[[ Excerpted text open ]]
Affiliate Program Terms
Last Updated: February 7, 2025
Welcome to the Flex Affiliate Program (“Program”)!
Scope:
Flex provides consumers with access to Letter of Medical Necessity for HSA/FSA reimbursement purposes (the “Flex Service”). Flex intends to engage Affiliate to help promote the Flex Service via Affiliate’s digital properties and/or other marketing channels (“Affiliate Properties” - as outlined below).
Program Affiliates agree to:
Throughout the term of Affiliate’s participation in the Program, Affiliate will undertake to actively market the Flex Service by integrating and displaying links to Flex-designated web pages of the Flex Service (“Links”) on the Affiliate’s Properties in the manner set forth on the cover sheet hereto (“Affiliate Services”).
[[ Excerpted text closed ]]
Exercises:
A – Set down the passage of the affiliate program terms that begins with the words containing "Affiliate Program Terms" and ends with "as outlined below).".
B – Summarize the affiliate program terms in two sentences.
[[ Provided material open ]]
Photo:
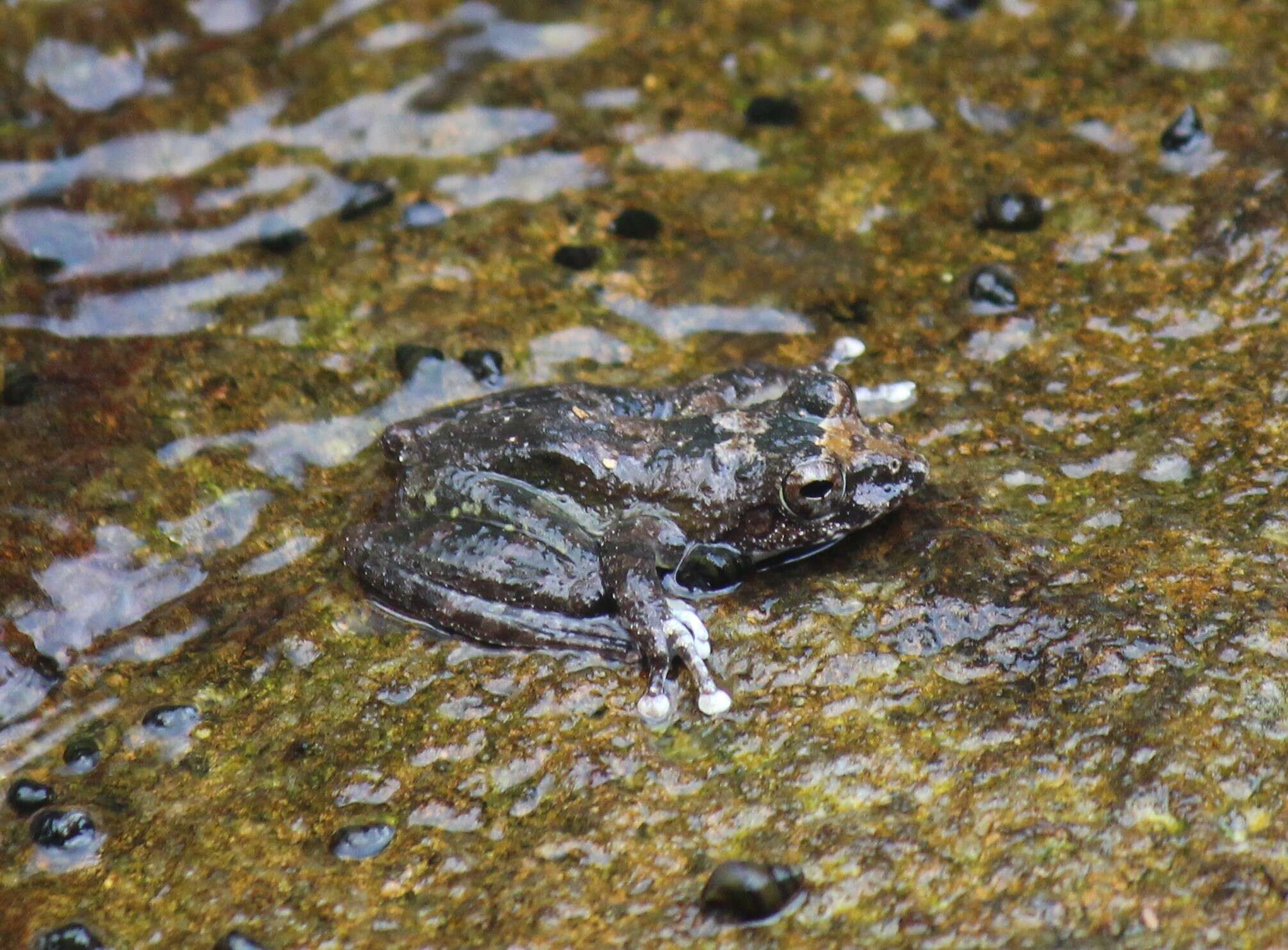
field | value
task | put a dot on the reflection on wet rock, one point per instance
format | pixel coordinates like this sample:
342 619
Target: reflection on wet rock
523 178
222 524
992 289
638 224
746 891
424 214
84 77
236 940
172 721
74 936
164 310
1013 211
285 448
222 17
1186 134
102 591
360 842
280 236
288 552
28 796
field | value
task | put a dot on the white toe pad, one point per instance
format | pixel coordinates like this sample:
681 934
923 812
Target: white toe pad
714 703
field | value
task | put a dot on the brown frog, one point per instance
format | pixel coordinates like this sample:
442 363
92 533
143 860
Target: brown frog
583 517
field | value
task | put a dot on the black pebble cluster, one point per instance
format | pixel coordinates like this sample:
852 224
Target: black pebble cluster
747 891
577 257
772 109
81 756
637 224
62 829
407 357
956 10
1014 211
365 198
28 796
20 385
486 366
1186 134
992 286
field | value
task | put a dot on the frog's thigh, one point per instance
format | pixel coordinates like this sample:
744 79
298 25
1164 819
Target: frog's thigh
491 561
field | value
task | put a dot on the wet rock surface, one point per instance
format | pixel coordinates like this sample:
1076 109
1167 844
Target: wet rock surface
[[ Provided material closed ]]
Answers to the tasks:
A –
Affiliate Program Terms
Last Updated: February 7, 2025
Welcome to the Flex Affiliate Program (“Program”)!
Scope:
Flex provides consumers with access to Letter of Medical Necessity for HSA/FSA reimbursement purposes (the “Flex Service”). Flex intends to engage Affiliate to help promote the Flex Service via Affiliate’s digital properties and/or other marketing channels (“Affiliate Properties” - as outlined below).

B – Flex provides consumers with access to Letter of Medical Necessity for HSA/FSA reimbursement and intends to engage affiliates to promote this service through their digital properties and/or other marketing channels. Throughout their participation, affiliates must actively market the service by integrating and displaying links to Flex-designated web pages on their properties in the manner set forth on the cover sheet.